→ **Exercise instructions**:
Can you arrange the material as a numbered list, from its beginning through the line containing "box: [372, 336, 495, 469]", with blank lines dropped and the pictures left out?

→ **Data shown**:
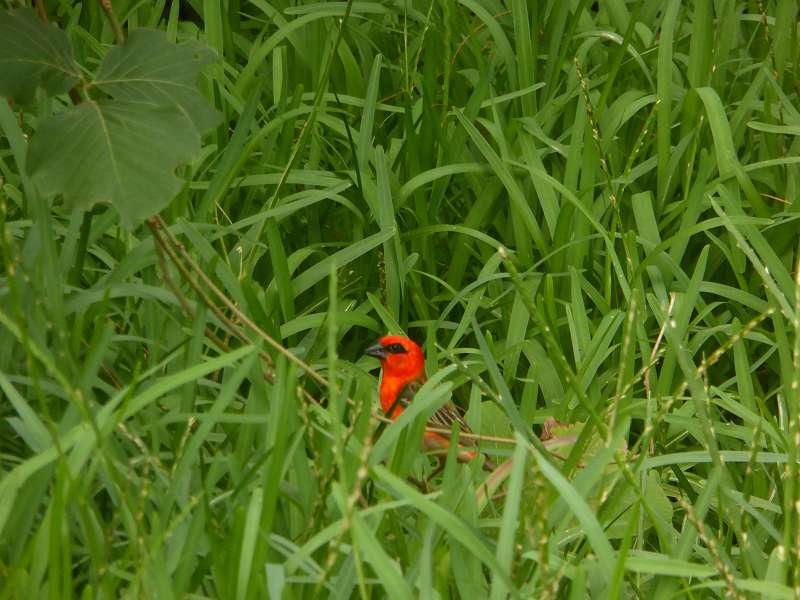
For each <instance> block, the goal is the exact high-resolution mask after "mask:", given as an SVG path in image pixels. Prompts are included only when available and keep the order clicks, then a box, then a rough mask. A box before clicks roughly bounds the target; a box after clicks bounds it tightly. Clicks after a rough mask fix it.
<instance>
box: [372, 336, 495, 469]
mask: <svg viewBox="0 0 800 600" xmlns="http://www.w3.org/2000/svg"><path fill="white" fill-rule="evenodd" d="M366 354H367V355H369V356H374V357H375V358H377V359H378V360H380V361H381V369H382V371H383V377H382V378H381V387H380V398H381V408H382V409H383V412H384V414H385V415H386V416H387V417H388V418H390V419H392V420H395V419H396V418H397V417H399V416H400V413H402V412H403V410H404V409H405V407H406V406H408V405H409V403H410V402H411V401H412V400H413V399H414V395H415V394H416V393H417V391H418V390H419V388H421V387H422V384H423V383H425V381H426V380H427V377H426V376H425V354H423V352H422V348H420V347H419V346H418V345H417V344H415V343H414V342H413V341H411V340H410V339H408V338H407V337H404V336H401V335H385V336H383V337H382V338H381V339H379V340H378V343H377V344H375V345H374V346H370V347H369V348H367V350H366ZM456 422H457V423H458V424H459V427H460V430H461V431H462V432H464V433H472V430H470V428H469V426H468V425H467V424H466V423H465V422H464V419H463V418H461V415H460V414H459V413H458V412H457V411H456V409H455V407H454V406H453V405H452V404H450V403H448V404H445V405H444V406H442V407H441V408H439V409H438V410H437V411H436V412H435V413H433V415H431V418H430V420H429V421H428V425H429V426H430V427H436V428H439V429H450V428H451V427H452V425H453V423H456ZM422 443H423V446H424V448H425V449H426V450H446V449H447V448H448V447H449V446H450V438H449V437H448V436H446V435H443V434H441V433H436V432H433V431H427V430H426V431H425V435H424V437H423V441H422ZM459 447H460V448H461V447H463V446H461V444H459ZM477 455H478V453H477V452H475V451H474V450H464V451H463V452H459V453H458V460H459V461H460V462H469V461H470V460H472V459H473V458H475V457H476V456H477ZM483 467H484V469H486V470H487V471H493V470H494V469H495V464H494V463H493V462H492V461H491V460H490V459H489V458H488V457H486V458H485V459H484V462H483Z"/></svg>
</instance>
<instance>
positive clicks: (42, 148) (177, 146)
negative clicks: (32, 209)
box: [28, 29, 219, 228]
mask: <svg viewBox="0 0 800 600" xmlns="http://www.w3.org/2000/svg"><path fill="white" fill-rule="evenodd" d="M211 59H213V53H212V52H211V51H210V50H208V49H207V48H205V47H204V46H202V45H201V44H200V43H198V42H194V41H190V42H186V43H183V44H178V45H175V44H171V43H170V42H169V41H168V40H167V38H166V35H165V34H164V33H163V32H160V31H153V30H148V29H137V30H135V31H133V32H132V33H131V35H130V36H129V37H128V39H127V40H126V41H125V43H123V44H122V45H121V46H118V47H114V48H112V49H111V50H109V51H108V54H107V55H106V57H105V59H104V60H103V62H102V64H101V65H100V68H99V70H98V73H97V77H96V78H95V80H94V81H93V82H92V83H91V84H89V85H88V86H87V87H86V91H87V92H88V94H87V95H88V99H87V100H86V101H84V102H83V103H81V104H79V105H78V106H74V107H71V108H69V109H67V110H66V111H64V112H62V113H59V114H57V115H54V116H52V117H50V118H48V119H45V120H44V121H43V122H42V123H41V124H40V126H39V128H38V129H37V131H36V134H35V135H34V136H33V139H32V141H31V144H30V146H29V150H28V169H29V171H30V173H31V177H32V178H33V180H34V182H35V183H36V184H37V186H38V187H39V189H40V191H41V192H42V193H43V194H44V195H46V196H48V195H54V194H62V195H63V196H64V202H65V204H66V205H67V206H68V207H71V208H75V209H80V210H87V209H89V208H91V207H92V206H94V205H95V204H96V203H98V202H107V203H110V204H112V205H114V206H115V207H116V208H117V210H118V211H119V213H120V216H121V218H122V223H123V225H125V226H126V227H128V228H134V227H136V226H138V225H139V224H141V222H142V221H143V220H144V219H146V218H148V217H150V216H151V215H153V214H155V213H157V212H158V211H160V210H161V209H162V208H164V207H165V206H166V205H167V204H168V203H169V202H170V200H172V198H173V197H174V196H175V195H176V194H177V193H178V191H179V190H180V188H181V186H182V181H181V180H180V179H179V178H178V177H176V176H175V170H176V169H177V168H178V167H179V166H181V165H184V164H187V163H188V162H190V161H191V160H192V159H193V158H194V157H195V156H197V154H198V152H199V151H200V135H201V134H202V133H203V132H204V131H206V130H207V129H209V128H210V127H213V126H214V124H215V123H216V122H217V121H218V120H219V115H218V113H217V112H216V111H214V110H213V108H212V107H211V106H210V105H209V104H208V102H207V101H206V100H205V98H203V96H202V95H201V94H200V92H199V90H198V87H197V78H198V75H199V73H200V69H201V68H202V67H203V65H205V64H206V63H208V62H209V61H210V60H211ZM93 90H95V91H93ZM96 90H99V91H100V92H102V93H98V92H97V91H96ZM98 96H99V98H97V97H98ZM109 96H110V97H109Z"/></svg>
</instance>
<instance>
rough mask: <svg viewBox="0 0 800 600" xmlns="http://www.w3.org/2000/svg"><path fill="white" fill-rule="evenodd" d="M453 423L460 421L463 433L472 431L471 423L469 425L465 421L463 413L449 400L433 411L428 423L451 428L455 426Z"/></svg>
mask: <svg viewBox="0 0 800 600" xmlns="http://www.w3.org/2000/svg"><path fill="white" fill-rule="evenodd" d="M453 423H458V428H459V429H460V430H461V432H462V433H472V430H471V429H470V428H469V425H467V423H466V421H464V418H463V417H462V416H461V413H459V412H458V410H457V409H456V407H455V406H453V405H452V404H450V403H449V402H448V403H447V404H445V405H444V406H441V407H439V409H438V410H437V411H436V412H435V413H433V414H432V415H431V418H430V419H429V420H428V425H431V426H433V427H440V428H442V429H451V428H452V427H453Z"/></svg>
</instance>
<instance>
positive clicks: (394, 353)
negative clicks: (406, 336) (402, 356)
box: [386, 344, 408, 354]
mask: <svg viewBox="0 0 800 600" xmlns="http://www.w3.org/2000/svg"><path fill="white" fill-rule="evenodd" d="M386 351H387V352H391V353H392V354H408V350H406V349H405V347H404V346H403V344H389V345H388V346H386Z"/></svg>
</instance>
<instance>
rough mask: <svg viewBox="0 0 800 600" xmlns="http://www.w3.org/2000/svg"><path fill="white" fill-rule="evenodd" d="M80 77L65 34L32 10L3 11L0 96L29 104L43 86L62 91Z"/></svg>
mask: <svg viewBox="0 0 800 600" xmlns="http://www.w3.org/2000/svg"><path fill="white" fill-rule="evenodd" d="M79 80H80V70H79V69H78V65H77V64H75V59H74V58H73V54H72V47H71V46H70V44H69V40H68V39H67V36H66V34H65V33H64V32H63V31H61V30H59V29H57V28H56V27H54V26H52V25H47V24H45V23H43V22H42V21H41V19H39V17H37V16H36V13H35V12H34V11H33V10H31V9H27V8H26V9H22V10H9V11H0V96H6V97H7V98H11V99H12V100H14V101H15V102H19V103H22V104H27V103H29V102H31V101H32V100H33V99H34V96H35V95H36V89H37V88H38V87H41V88H42V89H43V90H44V91H45V92H47V93H48V94H50V95H51V96H52V95H56V94H63V93H64V92H66V91H67V90H69V89H70V88H71V87H72V86H73V85H75V84H76V83H77V82H78V81H79Z"/></svg>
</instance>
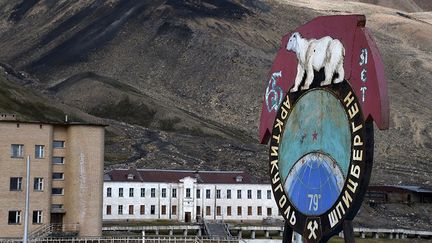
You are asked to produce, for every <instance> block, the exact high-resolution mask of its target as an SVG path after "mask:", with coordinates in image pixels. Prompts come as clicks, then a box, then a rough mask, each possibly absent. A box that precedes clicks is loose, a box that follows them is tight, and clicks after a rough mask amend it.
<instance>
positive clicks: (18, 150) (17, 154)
mask: <svg viewBox="0 0 432 243" xmlns="http://www.w3.org/2000/svg"><path fill="white" fill-rule="evenodd" d="M64 145H65V142H64V141H57V140H56V141H53V148H64ZM11 157H12V158H23V157H24V144H12V145H11ZM44 157H45V145H35V158H36V159H43V158H44Z"/></svg>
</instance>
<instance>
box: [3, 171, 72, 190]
mask: <svg viewBox="0 0 432 243" xmlns="http://www.w3.org/2000/svg"><path fill="white" fill-rule="evenodd" d="M63 178H64V175H63V173H53V179H54V180H62V179H63ZM9 190H11V191H21V190H22V177H11V178H10V185H9ZM33 190H34V191H37V192H41V191H43V190H44V178H43V177H35V178H34V179H33ZM51 193H52V194H53V195H63V188H56V187H53V188H52V192H51Z"/></svg>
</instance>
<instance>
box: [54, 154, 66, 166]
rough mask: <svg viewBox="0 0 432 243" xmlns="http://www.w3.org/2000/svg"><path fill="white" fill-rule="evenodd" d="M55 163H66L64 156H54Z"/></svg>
mask: <svg viewBox="0 0 432 243" xmlns="http://www.w3.org/2000/svg"><path fill="white" fill-rule="evenodd" d="M53 164H64V157H55V156H54V157H53Z"/></svg>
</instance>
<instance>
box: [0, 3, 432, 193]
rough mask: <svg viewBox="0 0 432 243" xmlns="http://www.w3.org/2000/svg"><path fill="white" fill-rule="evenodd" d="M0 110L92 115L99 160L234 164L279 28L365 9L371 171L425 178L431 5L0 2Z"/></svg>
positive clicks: (173, 165) (373, 171) (430, 143)
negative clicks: (382, 99) (366, 42)
mask: <svg viewBox="0 0 432 243" xmlns="http://www.w3.org/2000/svg"><path fill="white" fill-rule="evenodd" d="M0 9H1V11H0V62H1V63H2V64H1V68H0V69H1V70H2V72H1V75H0V83H1V85H0V93H1V97H0V101H1V102H0V111H2V112H14V113H18V115H19V116H20V117H21V118H23V119H29V120H59V121H61V120H63V119H64V116H65V115H66V114H67V115H68V116H69V120H70V119H72V120H75V121H81V120H85V121H92V122H103V123H107V124H109V125H110V126H109V127H108V128H107V133H106V135H107V136H106V168H112V167H128V166H136V167H143V168H183V169H209V170H210V169H224V170H225V169H227V170H228V169H243V170H247V171H249V172H250V173H251V174H253V175H254V176H255V178H256V180H257V181H267V147H266V145H260V144H258V138H257V137H258V135H257V133H258V122H259V114H260V109H261V102H262V95H263V91H264V89H265V87H264V83H265V82H264V81H265V80H266V79H267V72H268V71H269V69H270V66H271V64H272V61H273V58H274V56H275V54H276V52H277V50H278V48H279V43H280V39H281V37H282V35H284V34H286V33H288V32H289V31H290V30H292V29H294V28H295V27H297V26H299V25H301V24H304V23H306V22H307V21H309V20H311V19H313V18H314V17H316V16H319V15H329V14H351V13H362V14H365V15H366V17H367V24H366V25H367V27H368V28H370V29H371V31H372V33H373V35H374V37H375V40H376V42H377V44H378V47H379V49H380V51H381V53H382V57H383V60H384V64H385V73H386V76H387V78H388V81H389V96H390V108H391V111H390V112H391V116H390V129H389V130H388V131H379V130H376V148H375V165H374V170H373V175H372V183H374V184H399V183H403V184H421V185H424V186H432V169H431V166H430V164H431V162H432V155H431V151H432V122H431V118H432V108H431V104H432V92H431V90H432V81H431V80H432V55H431V54H432V36H431V35H430V33H432V14H431V12H428V11H432V4H431V2H430V1H427V0H409V1H404V0H401V1H385V0H382V1H379V0H376V1H372V0H362V1H355V2H349V1H313V0H298V1H291V0H290V1H288V0H285V1H284V0H278V1H275V0H269V1H258V0H244V1H234V0H233V1H228V0H219V1H212V0H206V1H197V0H189V1H188V0H168V1H134V0H123V1H117V0H110V1H98V0H80V1H48V0H46V1H42V0H40V1H39V0H31V1H30V0H29V1H22V2H17V1H7V0H1V1H0Z"/></svg>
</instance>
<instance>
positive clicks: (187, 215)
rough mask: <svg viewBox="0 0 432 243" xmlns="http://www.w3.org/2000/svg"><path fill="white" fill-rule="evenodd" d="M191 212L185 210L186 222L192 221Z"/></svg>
mask: <svg viewBox="0 0 432 243" xmlns="http://www.w3.org/2000/svg"><path fill="white" fill-rule="evenodd" d="M191 218H192V217H191V213H190V212H185V222H186V223H190V222H191Z"/></svg>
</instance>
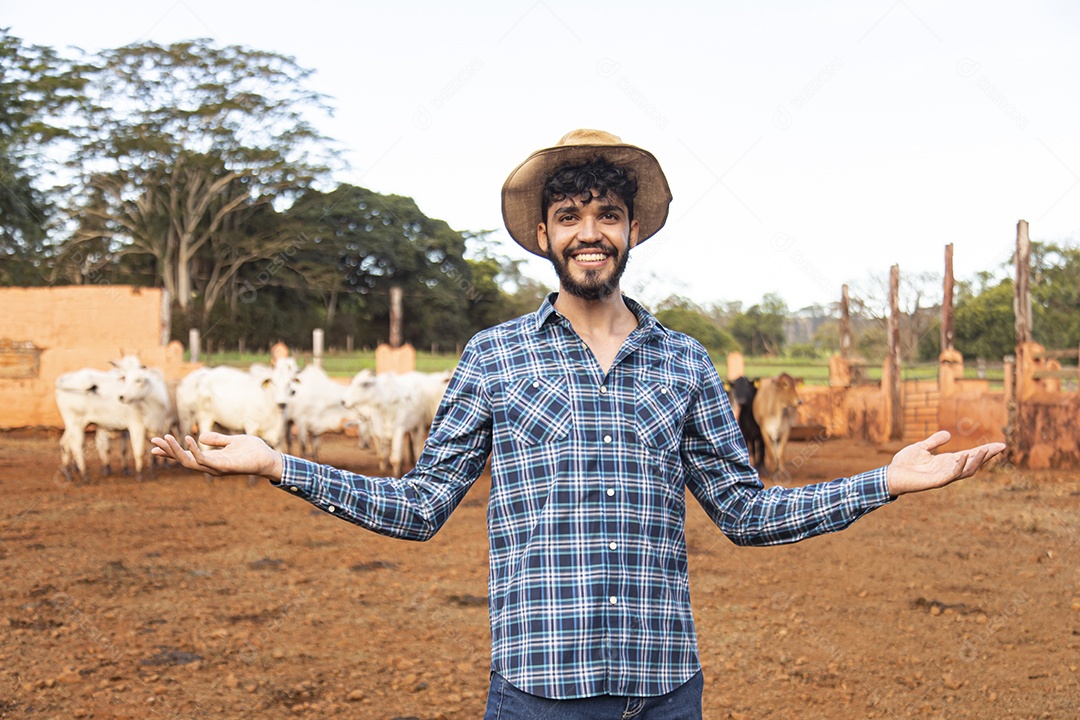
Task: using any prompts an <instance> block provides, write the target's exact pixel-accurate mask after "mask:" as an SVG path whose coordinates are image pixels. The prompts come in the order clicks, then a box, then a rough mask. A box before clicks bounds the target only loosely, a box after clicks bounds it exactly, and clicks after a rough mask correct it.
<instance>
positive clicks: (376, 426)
mask: <svg viewBox="0 0 1080 720" xmlns="http://www.w3.org/2000/svg"><path fill="white" fill-rule="evenodd" d="M447 382H449V373H448V372H435V373H428V372H407V373H405V375H394V373H392V372H387V373H383V375H375V373H373V372H372V371H370V370H361V371H360V372H357V373H356V375H355V376H354V377H353V379H352V382H351V383H350V384H349V388H348V390H347V391H346V395H345V399H343V402H345V405H346V407H348V408H350V409H353V410H356V411H357V412H359V413H360V415H361V417H362V418H364V417H366V418H367V419H369V422H370V427H372V440H373V445H374V446H375V452H376V456H377V457H378V459H379V472H386V470H387V466H388V465H389V467H390V468H391V471H392V473H393V475H394V476H395V477H401V474H402V464H403V461H404V450H405V436H406V435H408V437H409V445H410V449H411V452H413V461H414V462H415V461H416V460H417V459H419V457H420V452H421V451H422V450H423V443H424V440H426V439H427V437H428V431H429V430H430V427H431V421H432V418H433V417H434V415H435V409H436V408H437V407H438V402H440V400H441V399H442V396H443V392H445V390H446V384H447Z"/></svg>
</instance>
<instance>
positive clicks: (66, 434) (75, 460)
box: [60, 426, 86, 483]
mask: <svg viewBox="0 0 1080 720" xmlns="http://www.w3.org/2000/svg"><path fill="white" fill-rule="evenodd" d="M84 441H85V435H84V434H83V432H82V430H79V431H75V430H72V427H71V426H69V427H65V429H64V435H63V436H60V466H62V470H63V471H64V477H66V478H67V479H68V480H69V481H76V477H75V475H76V473H73V472H72V468H73V470H75V471H76V472H77V473H78V481H79V483H85V481H86V459H85V458H83V454H82V444H83V443H84Z"/></svg>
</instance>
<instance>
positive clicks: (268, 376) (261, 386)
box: [176, 357, 297, 447]
mask: <svg viewBox="0 0 1080 720" xmlns="http://www.w3.org/2000/svg"><path fill="white" fill-rule="evenodd" d="M296 367H297V366H296V361H295V359H294V358H292V357H284V358H279V359H278V361H276V362H275V363H274V365H273V366H267V365H261V364H254V365H252V366H251V368H249V369H248V370H247V371H244V370H239V369H237V368H231V367H226V366H218V367H213V368H200V369H198V370H194V371H193V372H190V373H189V375H188V376H187V377H185V378H184V380H181V381H180V383H179V385H178V386H177V389H176V402H177V405H178V406H179V407H178V415H179V417H180V426H181V431H183V432H184V433H189V432H192V426H194V425H197V426H198V429H199V432H200V433H205V432H210V431H211V430H213V429H214V426H215V425H218V426H220V427H222V429H225V430H226V431H231V432H241V433H245V434H247V435H256V436H258V437H261V438H262V439H264V440H266V441H267V444H269V445H271V446H273V447H279V446H280V445H281V444H282V440H283V439H284V430H285V405H286V403H287V402H288V398H289V397H291V395H292V393H293V390H294V382H295V379H296Z"/></svg>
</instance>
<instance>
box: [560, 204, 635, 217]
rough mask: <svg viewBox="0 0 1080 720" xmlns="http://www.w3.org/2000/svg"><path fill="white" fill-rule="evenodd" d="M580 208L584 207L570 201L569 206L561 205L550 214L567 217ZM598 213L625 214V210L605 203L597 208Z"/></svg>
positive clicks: (582, 205)
mask: <svg viewBox="0 0 1080 720" xmlns="http://www.w3.org/2000/svg"><path fill="white" fill-rule="evenodd" d="M582 207H584V205H579V204H578V203H577V201H572V204H570V205H562V206H559V207H556V208H554V209H553V210H552V213H553V214H554V215H555V217H559V216H562V215H567V214H569V213H577V212H579V210H580V209H581V208H582ZM598 212H600V213H626V212H627V210H626V208H625V207H623V206H622V205H616V204H615V203H605V204H603V205H600V206H599V208H598Z"/></svg>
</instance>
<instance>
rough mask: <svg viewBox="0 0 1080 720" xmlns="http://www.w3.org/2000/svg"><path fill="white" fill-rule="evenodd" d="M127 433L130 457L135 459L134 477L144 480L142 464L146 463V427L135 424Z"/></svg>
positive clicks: (143, 475)
mask: <svg viewBox="0 0 1080 720" xmlns="http://www.w3.org/2000/svg"><path fill="white" fill-rule="evenodd" d="M127 435H129V437H130V439H131V444H132V457H133V458H134V459H135V477H136V478H138V479H139V480H145V479H146V476H145V475H144V474H143V466H144V465H145V464H146V427H145V426H141V425H136V426H134V427H132V429H130V430H129V432H127Z"/></svg>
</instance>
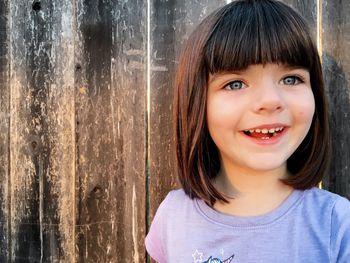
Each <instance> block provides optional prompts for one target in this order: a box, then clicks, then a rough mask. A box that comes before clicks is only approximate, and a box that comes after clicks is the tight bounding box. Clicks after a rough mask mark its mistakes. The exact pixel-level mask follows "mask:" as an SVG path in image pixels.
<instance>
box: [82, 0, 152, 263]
mask: <svg viewBox="0 0 350 263" xmlns="http://www.w3.org/2000/svg"><path fill="white" fill-rule="evenodd" d="M77 10H79V13H78V14H77V25H78V40H77V46H78V48H77V53H76V60H77V65H76V99H77V101H76V103H77V104H76V120H77V129H76V130H77V178H78V182H77V200H79V202H78V210H77V252H76V254H77V258H76V261H77V262H143V261H144V258H145V249H144V245H143V237H144V235H145V211H146V206H145V203H146V202H145V196H146V193H145V188H146V186H145V182H146V178H145V154H146V147H145V146H146V121H145V118H146V114H145V111H146V58H147V55H146V40H147V38H146V26H147V20H146V3H145V2H143V1H108V0H103V1H102V0H101V1H94V0H81V1H78V2H77Z"/></svg>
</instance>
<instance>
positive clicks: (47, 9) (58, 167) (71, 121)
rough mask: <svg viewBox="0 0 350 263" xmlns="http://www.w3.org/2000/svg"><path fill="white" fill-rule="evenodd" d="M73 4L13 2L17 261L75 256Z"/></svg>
mask: <svg viewBox="0 0 350 263" xmlns="http://www.w3.org/2000/svg"><path fill="white" fill-rule="evenodd" d="M63 10H64V12H63ZM72 10H73V9H72V6H71V4H70V2H69V1H41V2H40V6H35V8H33V5H32V3H31V2H28V1H21V0H16V1H11V3H10V17H11V24H10V32H11V46H10V48H11V112H13V114H11V126H10V134H11V138H10V153H11V154H10V163H11V244H12V247H11V258H12V261H14V262H39V261H44V262H70V261H72V259H73V252H72V251H74V238H73V237H74V227H73V225H74V216H73V217H71V216H70V215H72V214H73V215H74V201H73V200H74V195H73V194H74V183H73V182H74V108H73V106H74V96H73V91H74V75H73V74H72V70H70V69H72V68H73V65H74V64H73V60H72V59H73V56H72V55H73V48H72V43H71V38H72V32H73V27H72V25H73V24H72V19H71V17H72V13H71V12H72Z"/></svg>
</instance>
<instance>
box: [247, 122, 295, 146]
mask: <svg viewBox="0 0 350 263" xmlns="http://www.w3.org/2000/svg"><path fill="white" fill-rule="evenodd" d="M287 131H288V127H287V126H285V125H280V126H278V125H277V126H276V125H273V126H271V125H264V126H259V127H257V128H254V129H250V130H244V131H241V132H240V133H241V134H242V135H243V136H244V137H246V138H248V139H250V140H251V141H253V142H254V143H256V144H260V145H271V144H275V143H277V142H279V141H280V139H281V138H282V137H283V136H284V135H285V134H286V132H287Z"/></svg>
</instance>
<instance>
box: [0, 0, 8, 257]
mask: <svg viewBox="0 0 350 263" xmlns="http://www.w3.org/2000/svg"><path fill="white" fill-rule="evenodd" d="M8 44H9V30H8V1H0V204H1V205H0V262H7V261H8V260H9V257H8V251H9V245H10V244H9V223H10V217H11V216H10V213H9V204H10V203H9V202H10V200H9V198H8V191H9V189H8V187H9V162H8V160H9V119H10V111H9V99H10V89H9V83H10V78H9V67H8V64H9V49H8Z"/></svg>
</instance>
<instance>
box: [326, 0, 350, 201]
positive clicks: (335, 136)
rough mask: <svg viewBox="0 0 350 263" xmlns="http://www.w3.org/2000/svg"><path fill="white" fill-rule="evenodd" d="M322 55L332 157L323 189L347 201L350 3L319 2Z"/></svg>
mask: <svg viewBox="0 0 350 263" xmlns="http://www.w3.org/2000/svg"><path fill="white" fill-rule="evenodd" d="M322 3H323V4H322V18H321V19H322V29H323V30H322V39H321V41H322V53H323V67H324V72H325V79H326V86H327V89H328V95H329V100H330V113H331V131H332V135H333V140H332V145H333V158H332V164H331V173H330V175H329V178H327V180H325V183H324V185H325V187H326V188H327V189H329V190H331V191H332V192H335V193H338V194H340V195H343V196H346V197H348V198H350V168H349V166H350V137H349V131H350V97H349V78H350V54H349V52H348V50H349V45H350V19H349V12H350V2H349V1H330V0H329V1H328V0H327V1H323V2H322Z"/></svg>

→ **Solution below**:
1. For each <instance> block, the goal is the exact high-resolution mask after "mask:", given as an SVG path in image pixels. Prompts are included only when available and keep the order clicks, then a box, then a rough mask. A box before clicks roughly bounds the target; a box after clicks bounds it tightly. Clicks after a rough mask fix it.
2. <instance>
3. box: [372, 336, 495, 469]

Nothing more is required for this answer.